### WORK ITEM
From the first line to the last, reproduce the records exactly.

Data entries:
━━━━━━━━━━━━━━━━━━━━
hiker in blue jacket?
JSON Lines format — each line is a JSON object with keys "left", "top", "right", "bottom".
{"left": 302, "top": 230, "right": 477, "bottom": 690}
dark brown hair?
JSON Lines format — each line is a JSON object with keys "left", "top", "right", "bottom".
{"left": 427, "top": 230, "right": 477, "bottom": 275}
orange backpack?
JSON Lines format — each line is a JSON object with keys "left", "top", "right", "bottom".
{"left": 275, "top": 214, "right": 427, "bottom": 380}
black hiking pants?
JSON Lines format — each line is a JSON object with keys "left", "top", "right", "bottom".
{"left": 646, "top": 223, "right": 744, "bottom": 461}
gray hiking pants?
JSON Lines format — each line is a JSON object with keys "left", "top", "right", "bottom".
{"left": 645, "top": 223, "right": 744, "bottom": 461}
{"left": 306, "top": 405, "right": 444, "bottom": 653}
━━━━━━━━━━━━━━━━━━━━
### ANSWER FOR THE TASK
hiker in blue jacket?
JSON Lines format — each line is a JSON object with keys "left", "top", "right", "bottom".
{"left": 302, "top": 230, "right": 477, "bottom": 690}
dark brown hair?
JSON Lines format — each line is a JSON object with keys "left", "top", "right", "bottom".
{"left": 427, "top": 230, "right": 477, "bottom": 275}
orange backpack?
JSON Lines format — each line is a JSON object with keys "left", "top", "right", "bottom".
{"left": 275, "top": 214, "right": 427, "bottom": 380}
black hiking pants?
JSON Lines format — each line is a JSON object with keys "left", "top", "right", "bottom".
{"left": 646, "top": 223, "right": 744, "bottom": 461}
gray hiking pants?
JSON Lines format — each line is a JSON object with keys "left", "top", "right", "bottom".
{"left": 645, "top": 223, "right": 744, "bottom": 461}
{"left": 306, "top": 405, "right": 444, "bottom": 653}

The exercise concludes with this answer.